*Excerpt*
Here’s what the gapminder data looks like. It’s a regular df with 1704 observations for 142 countries.

gapminder %>% head() %>% knitr::kable("html")
country continent year lifeExp pop gdpPercap
Afghanistan Asia 1952 28.801 8425333 779.4453
Afghanistan Asia 1957 30.332 9240934 820.8530
Afghanistan Asia 1962 31.997 10267083 853.1007
Afghanistan Asia 1967 34.020 11537966 836.1971
Afghanistan Asia 1972 36.088 13079460 739.9811
Afghanistan Asia 1977 38.438 14880372 786.1134
gapminder %>% 
  skimr::skim_to_wide() %>%
  select(-top_counts, -(p0:p100)) %>% 
  knitr::kable("html", 1)
type variable missing complete n n_unique ordered mean sd hist
factor continent 0 1704 1704 5 FALSE NA NA NA
factor country 0 1704 1704 142 FALSE NA NA NA
integer pop 0 1704 1704 NA NA 3e+07 1.1e+08 ▇▁▁▁▁▁▁▁
integer year 0 1704 1704 NA NA 1979.5 17.27 ▇▃▇▃▃▇▃▇
numeric gdpPercap 0 1704 1704 NA NA 7215.33 9857.45 ▇▁▁▁▁▁▁▁
numeric lifeExp 0 1704 1704 NA NA 59.47 12.92 ▁▂▅▅▅▅▇▃

2 Vectorized CSV Output

path for the output folder

First, we check if the desired output folder exists, and create the folder if that’s not the case. Note that I’m using here::here() to create a relative path for my blogdown website’s data folder. You could stick to the uncommented "output_csv" line without creating a csv_path object if you wish.

csv_path <- here::here("data", "output_csv")
# if(!dir.exists("output_csv")) {dir.create("output_csv")}
if (!dir.exists(csv_path)) {dir.create(csv_path)}

We could also use the tidier fs methods for file-system access (again, per @dreznik), but I guess it’s also ok to stick to some comfy Base R habits.

CSVs

Now we group the gapminder data by the country variable (remember: 142 unique countries), add an additional country_name column to preserve the country names (they get dropped during group_walk(), and keep=TRUE does not work for this verb), place the new country_name to the front and write the groups as CSVs to our csv_path. Again, kudos to @dreznik for the more robust .y[["country"]] evaluation hint!

gapminder %>%
  group_by(country) %>%
  mutate(country_name = country) %>% # to preserve country name in csv object...

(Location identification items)

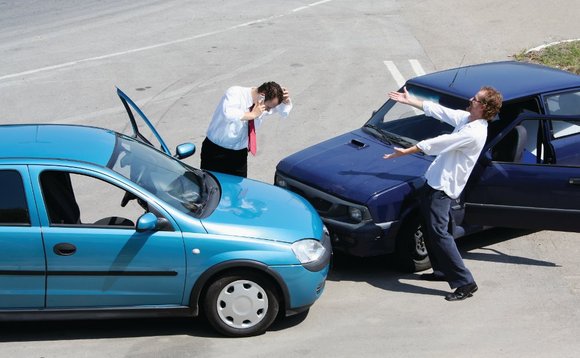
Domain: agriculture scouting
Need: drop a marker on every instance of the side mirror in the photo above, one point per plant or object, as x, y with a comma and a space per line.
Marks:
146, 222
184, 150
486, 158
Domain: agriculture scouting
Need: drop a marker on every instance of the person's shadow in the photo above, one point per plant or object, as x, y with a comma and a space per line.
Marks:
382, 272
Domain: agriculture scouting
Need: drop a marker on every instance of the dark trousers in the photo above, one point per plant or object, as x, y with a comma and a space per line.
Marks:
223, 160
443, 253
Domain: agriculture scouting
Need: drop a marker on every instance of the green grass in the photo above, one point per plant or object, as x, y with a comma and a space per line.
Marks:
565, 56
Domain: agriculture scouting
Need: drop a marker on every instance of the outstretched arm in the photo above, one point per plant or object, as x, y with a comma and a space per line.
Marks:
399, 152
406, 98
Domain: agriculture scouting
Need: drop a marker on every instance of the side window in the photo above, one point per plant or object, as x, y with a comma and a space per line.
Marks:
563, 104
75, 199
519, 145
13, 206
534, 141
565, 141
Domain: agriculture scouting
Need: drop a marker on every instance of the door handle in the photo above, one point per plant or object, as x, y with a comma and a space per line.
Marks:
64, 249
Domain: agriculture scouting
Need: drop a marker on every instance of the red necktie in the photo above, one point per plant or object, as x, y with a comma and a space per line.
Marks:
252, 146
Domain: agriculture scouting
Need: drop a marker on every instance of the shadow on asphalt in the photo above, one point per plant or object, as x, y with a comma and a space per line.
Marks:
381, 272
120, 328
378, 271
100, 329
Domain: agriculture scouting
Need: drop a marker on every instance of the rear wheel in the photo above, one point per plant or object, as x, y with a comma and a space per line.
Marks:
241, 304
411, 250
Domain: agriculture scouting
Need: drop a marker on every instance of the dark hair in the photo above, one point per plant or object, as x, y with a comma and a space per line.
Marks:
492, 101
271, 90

*Task description*
Extend the gapminder CSV export walkthrough, picking up directly after its final line. The records stand apart from the gapminder CSV walkthrough.

*Answer to the problem*
  select(country_name, everything()) %>% # ... which is somehow dropped by group_walk()
  group_walk(~ write_csv(.x, path = fs::path(csv_path, .y[["country"]], ext = "csv")))

Output

Let’s inspect the output folder:

list.files(csv_path, pattern = "csv$") %>% head(20)
##  [1] "Afghanistan.csv"            "Albania.csv"               
##  [3] "Algeria.csv"                "Angola.csv"                
##  [5] "Argentina.csv"              "Australia.csv"             
##  [7] "Austria.csv"                "Bahrain.csv"               
##  [9] "Bangladesh.csv"             "Belgium.csv"               
## [11] "Benin.csv"                  "Bolivia.csv"               
## [13] "Bosnia and Herzegovina.csv" "BosniaandHerzegovina.csv"  
## [15] "Botswana.csv"               "Brazil.csv"                
## [17] "Bulgaria.csv"               "Burkina Faso.csv"          
## [19] "BurkinaFaso.csv"            "Burundi.csv"

A Shocker for later: fs::dir_map(csv_path, read.csv)

And now a single CSV file:

read_csv(fs::path(csv_path, "Afghanistan.csv")) %>% head() %>% knitr::kable("html")
country_name continent year lifeExp pop gdpPercap
Afghanistan Asia 1952 28.801 8425333 779.4453
Afghanistan Asia 1957 30.332 9240934 820.8530
Afghanistan Asia 1962 31.997 10267083 853.1007
Afghanistan Asia 1967 34.020 11537966 836.1971
Afghanistan Asia 1972 36.088 13079460 739.9811
Afghanistan Asia 1977 38.438 14880372 786.1134

frie /@ameisen_strasse rightly pointed out that these file names contain white space, so we might want to parse .y[["country"]] with stringr::str_replace_all(). This way we can either replace all the white spaces with _ or CamelCase the file names. Also, have a look at Congo and Congo DR. We might want to account for that naming pattern too.

gapminder::gapminder %>% filter(str_detect(country, "Congo")) %>% distinct(country)
## # A tibble: 2 x 1
##   country         
##   <fct>           
## 1 Congo, Dem. Rep.
## 2 Congo, Rep.

Here’s the " | . | , " to CamelCase workaround. We can use the explicit " |\\.|," pattern. But of course, we might want to use something more sophisticated such as [:punct:]|[:blank:] or even the super strict [^a-zA-Z]:

gapminder %>%
  group_by(country) %>%
  mutate(country_name = country) %>% # to preserve country name in csv object...
  select(country_name, everything()) %>% # ... which is somehow dropped by group_walk()
  group_walk(~ write_csv(.x, path = fs::path(csv_path, str_replace_all(.y[["country"]], "[^a-zA-Z]", ""), ext = "csv")))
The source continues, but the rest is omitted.